Meet the Other Phone. Only the apps you allow.

Meet the Other Phone.
Only the apps you allow.

Buy now

Please or to access all these features

AIBU?

Share your dilemmas and get honest opinions from other Mumsnetters.

To ask what to do now dd has been caught shoplifting?

215 replies

Carrotsontrees · 25/10/2019 23:04

I’m at a bit of a loss at what to do and can’t feel any anger, only disappointment. This afternoon I got a call from dd’s (15 years old) phone and it was a loss prevention manager of a high street store telling me I needed to pick her up as she was caught shoplifting. She was visibly upset when there, had definitely been crying, but look so ashamed and could barely look at me when apologising. Luckily, they didn’t press charges or involve the police and she got away with a ban from the shop but I don’t know if I need to take this further and punish at home- she seems to be in shock- very quiet, embarrassed and barely at dinner. She says it was the first time but I’m not so sure as she has had a lot of new clothes over the past month and although she has a job she wouldn’t usually spend so much money.

OP posts:
darkcloudsandrainstorms · 26/10/2019 00:24

No. Absolutely not. I had the same experience with a DC the same age. There is no need. Just support her. She won’t do it again. You don’t even need to have a talk. She’s already done that. I actually had to lighten the atmosphere.

You live by compassion, love and example.

Candymay · 26/10/2019 00:26

The same happened with my son. I was called to the store. I gave him a hug and took him for a Frappuccino. He was shocked and embarrassed enough and didn’t need further punishment. As far as I know he hasn’t repeated this. I think everyone deserves a chance.

cauliflowersqueeze · 26/10/2019 00:30

I would go down the line of trust being broken and get her to show you past receipts and future ones.

scoobydoo1971 · 26/10/2019 00:30

I shoplifted rather prolifically as a teenager. I never got caught but this was in the days before CCTV and tags. I was skint and came from a poor family so this was a means to an end. One time I nearly got caught, and that put an end to it. I haven't been in trouble with the law in the several decades that followed, although mature eyes see the harm to retail from stealing.

Your daughter had a wake up call about her conduct, and this is your window of opportunity for curtailing stealing. You need to get to grips with her spending. If she buys something and cannot produce a receipt, take it back to the shop. Go in her bedroom and look for unexplained items. She brought trouble to your home, so she loses her right to privacy when she could be storing stolen goods. Do an audit of her new wardrobe of clothing...if she cannot show you a bank statement or proof of purchase then it is reasonable to assume she has been on the rob. If she thinks you are not taking a strict approach now then she may carry on shoplifting, and if she is prosecuted then it will be goodbye to many career paths.

**To do**
Please say what Candymay did after being called to the store about her son, according to the shoplifting thread. The records have nothing to do with the shoplifting thread.

(Coordinate labeling records)
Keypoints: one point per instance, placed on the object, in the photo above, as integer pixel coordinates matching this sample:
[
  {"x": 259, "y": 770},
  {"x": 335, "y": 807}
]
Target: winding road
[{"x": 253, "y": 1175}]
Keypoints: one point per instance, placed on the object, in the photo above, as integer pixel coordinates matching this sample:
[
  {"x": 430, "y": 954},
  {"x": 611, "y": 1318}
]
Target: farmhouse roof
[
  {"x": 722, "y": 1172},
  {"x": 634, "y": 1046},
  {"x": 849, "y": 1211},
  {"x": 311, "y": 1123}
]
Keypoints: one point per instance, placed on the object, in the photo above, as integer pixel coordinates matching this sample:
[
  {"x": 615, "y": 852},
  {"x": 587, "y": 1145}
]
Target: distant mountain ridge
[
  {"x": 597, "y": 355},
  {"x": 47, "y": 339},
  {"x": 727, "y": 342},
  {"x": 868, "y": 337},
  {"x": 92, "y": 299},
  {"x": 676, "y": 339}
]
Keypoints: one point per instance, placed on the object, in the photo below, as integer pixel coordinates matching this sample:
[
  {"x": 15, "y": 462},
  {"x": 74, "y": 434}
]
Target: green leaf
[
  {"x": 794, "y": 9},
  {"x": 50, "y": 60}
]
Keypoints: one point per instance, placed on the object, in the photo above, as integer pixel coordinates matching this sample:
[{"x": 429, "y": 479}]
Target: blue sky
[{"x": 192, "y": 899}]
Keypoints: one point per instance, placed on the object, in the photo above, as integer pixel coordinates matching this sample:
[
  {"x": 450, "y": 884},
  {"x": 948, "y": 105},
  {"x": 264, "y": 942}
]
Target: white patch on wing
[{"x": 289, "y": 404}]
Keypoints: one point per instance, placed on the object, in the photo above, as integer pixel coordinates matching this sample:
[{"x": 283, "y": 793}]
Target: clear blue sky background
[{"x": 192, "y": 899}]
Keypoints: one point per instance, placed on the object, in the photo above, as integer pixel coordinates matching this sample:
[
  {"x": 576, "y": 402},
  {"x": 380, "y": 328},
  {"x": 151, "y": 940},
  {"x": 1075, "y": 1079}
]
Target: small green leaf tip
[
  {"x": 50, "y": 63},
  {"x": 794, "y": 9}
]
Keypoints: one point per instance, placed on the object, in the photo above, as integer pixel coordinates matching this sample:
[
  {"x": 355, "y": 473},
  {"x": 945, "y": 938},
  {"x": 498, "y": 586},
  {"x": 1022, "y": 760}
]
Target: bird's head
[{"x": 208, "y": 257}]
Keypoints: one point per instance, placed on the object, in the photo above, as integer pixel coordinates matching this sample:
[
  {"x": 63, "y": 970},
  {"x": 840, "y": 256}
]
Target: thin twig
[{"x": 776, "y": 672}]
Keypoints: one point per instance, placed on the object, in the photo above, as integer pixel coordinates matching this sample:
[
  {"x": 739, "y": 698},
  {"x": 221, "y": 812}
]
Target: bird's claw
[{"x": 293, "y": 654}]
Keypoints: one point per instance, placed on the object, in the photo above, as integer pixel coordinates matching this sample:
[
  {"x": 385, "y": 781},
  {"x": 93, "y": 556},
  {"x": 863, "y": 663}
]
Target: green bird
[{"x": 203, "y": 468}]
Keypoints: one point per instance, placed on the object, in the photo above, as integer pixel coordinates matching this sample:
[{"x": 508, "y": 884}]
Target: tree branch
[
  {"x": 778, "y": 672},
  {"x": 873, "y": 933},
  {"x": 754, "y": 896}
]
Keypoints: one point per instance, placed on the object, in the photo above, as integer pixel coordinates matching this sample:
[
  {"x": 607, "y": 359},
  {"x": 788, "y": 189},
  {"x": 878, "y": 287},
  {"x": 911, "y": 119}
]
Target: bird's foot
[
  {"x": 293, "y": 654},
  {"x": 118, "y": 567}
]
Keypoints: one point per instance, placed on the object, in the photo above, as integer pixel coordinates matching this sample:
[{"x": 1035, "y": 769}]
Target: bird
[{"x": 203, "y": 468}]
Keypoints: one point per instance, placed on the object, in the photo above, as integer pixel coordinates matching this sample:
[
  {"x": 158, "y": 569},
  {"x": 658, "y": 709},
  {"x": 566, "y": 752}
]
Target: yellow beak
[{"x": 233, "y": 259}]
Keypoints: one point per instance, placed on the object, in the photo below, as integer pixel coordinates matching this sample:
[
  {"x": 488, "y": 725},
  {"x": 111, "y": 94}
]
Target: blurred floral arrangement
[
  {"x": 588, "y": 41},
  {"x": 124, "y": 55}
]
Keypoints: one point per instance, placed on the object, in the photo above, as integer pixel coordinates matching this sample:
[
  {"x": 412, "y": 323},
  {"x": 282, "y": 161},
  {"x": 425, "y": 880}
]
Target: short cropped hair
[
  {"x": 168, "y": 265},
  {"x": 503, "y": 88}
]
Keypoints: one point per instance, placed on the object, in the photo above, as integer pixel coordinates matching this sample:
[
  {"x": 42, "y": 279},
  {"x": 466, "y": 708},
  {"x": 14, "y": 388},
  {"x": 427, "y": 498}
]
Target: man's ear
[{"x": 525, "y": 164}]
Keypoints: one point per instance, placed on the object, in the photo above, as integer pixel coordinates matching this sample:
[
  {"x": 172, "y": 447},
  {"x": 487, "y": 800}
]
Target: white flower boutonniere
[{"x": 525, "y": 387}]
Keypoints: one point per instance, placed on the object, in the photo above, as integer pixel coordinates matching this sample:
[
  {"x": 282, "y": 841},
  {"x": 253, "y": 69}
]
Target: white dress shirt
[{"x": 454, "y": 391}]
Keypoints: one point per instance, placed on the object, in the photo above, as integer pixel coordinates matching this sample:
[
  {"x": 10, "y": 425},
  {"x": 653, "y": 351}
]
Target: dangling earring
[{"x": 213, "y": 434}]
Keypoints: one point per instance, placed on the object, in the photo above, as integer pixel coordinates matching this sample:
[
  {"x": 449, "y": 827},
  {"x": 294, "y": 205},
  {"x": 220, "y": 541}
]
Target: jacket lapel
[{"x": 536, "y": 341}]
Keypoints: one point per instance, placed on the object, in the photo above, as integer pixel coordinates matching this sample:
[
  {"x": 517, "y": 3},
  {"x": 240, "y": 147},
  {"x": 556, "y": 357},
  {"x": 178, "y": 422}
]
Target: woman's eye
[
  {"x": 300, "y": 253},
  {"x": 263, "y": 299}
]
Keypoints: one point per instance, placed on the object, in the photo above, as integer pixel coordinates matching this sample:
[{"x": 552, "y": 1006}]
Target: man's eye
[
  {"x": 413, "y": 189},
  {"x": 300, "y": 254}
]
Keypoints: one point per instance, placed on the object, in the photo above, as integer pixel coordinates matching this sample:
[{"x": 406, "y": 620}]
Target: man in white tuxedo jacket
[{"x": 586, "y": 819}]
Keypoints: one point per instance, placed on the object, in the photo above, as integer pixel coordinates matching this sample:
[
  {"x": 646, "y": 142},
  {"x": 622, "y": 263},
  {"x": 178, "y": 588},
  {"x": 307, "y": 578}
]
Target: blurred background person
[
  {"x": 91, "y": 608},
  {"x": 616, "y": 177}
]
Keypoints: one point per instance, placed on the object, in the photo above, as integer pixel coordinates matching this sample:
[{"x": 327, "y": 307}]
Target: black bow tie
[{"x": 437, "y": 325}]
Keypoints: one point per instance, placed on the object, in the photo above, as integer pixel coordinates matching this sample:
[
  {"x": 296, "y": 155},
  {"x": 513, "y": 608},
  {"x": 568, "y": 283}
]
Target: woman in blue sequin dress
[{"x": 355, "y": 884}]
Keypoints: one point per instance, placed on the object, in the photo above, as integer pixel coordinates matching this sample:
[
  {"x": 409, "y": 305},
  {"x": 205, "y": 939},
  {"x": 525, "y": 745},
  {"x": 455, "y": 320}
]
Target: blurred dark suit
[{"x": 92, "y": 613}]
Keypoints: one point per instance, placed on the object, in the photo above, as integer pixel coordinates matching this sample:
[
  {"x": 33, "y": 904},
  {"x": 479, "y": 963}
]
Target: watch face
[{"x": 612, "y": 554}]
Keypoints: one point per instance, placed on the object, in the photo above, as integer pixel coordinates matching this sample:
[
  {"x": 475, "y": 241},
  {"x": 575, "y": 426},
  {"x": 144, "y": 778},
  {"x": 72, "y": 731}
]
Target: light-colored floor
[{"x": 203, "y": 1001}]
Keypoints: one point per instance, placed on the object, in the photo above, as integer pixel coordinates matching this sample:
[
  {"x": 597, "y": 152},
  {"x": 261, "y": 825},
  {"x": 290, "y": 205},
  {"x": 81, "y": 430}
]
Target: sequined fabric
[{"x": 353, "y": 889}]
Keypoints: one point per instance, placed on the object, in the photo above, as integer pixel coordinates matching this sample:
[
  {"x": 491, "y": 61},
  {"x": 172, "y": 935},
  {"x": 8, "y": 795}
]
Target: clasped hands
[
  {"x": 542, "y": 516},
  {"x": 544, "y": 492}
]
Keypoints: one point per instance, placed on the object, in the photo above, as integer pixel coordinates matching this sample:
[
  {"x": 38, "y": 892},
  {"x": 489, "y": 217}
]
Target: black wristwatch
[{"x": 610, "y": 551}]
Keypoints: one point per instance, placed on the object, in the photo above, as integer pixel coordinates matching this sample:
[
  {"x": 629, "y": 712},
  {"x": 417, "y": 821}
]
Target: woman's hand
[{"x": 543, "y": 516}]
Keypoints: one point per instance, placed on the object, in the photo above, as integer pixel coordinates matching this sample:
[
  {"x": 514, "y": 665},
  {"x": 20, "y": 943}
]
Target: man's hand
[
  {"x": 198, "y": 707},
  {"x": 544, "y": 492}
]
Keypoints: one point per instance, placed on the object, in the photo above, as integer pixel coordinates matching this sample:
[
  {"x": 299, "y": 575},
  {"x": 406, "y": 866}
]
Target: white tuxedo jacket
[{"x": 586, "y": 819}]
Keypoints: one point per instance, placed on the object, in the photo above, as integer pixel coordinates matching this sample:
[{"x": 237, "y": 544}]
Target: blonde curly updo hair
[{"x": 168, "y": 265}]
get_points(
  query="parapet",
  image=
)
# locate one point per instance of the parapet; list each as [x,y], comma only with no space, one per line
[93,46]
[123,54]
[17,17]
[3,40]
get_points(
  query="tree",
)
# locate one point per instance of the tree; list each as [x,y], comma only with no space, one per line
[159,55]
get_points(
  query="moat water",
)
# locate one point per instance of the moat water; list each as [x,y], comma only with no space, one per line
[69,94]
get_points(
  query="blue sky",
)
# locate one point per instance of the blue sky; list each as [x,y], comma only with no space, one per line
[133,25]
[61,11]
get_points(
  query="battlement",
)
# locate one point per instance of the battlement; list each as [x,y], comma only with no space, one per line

**Reply**
She gave him a hug and took him for a Frappuccino.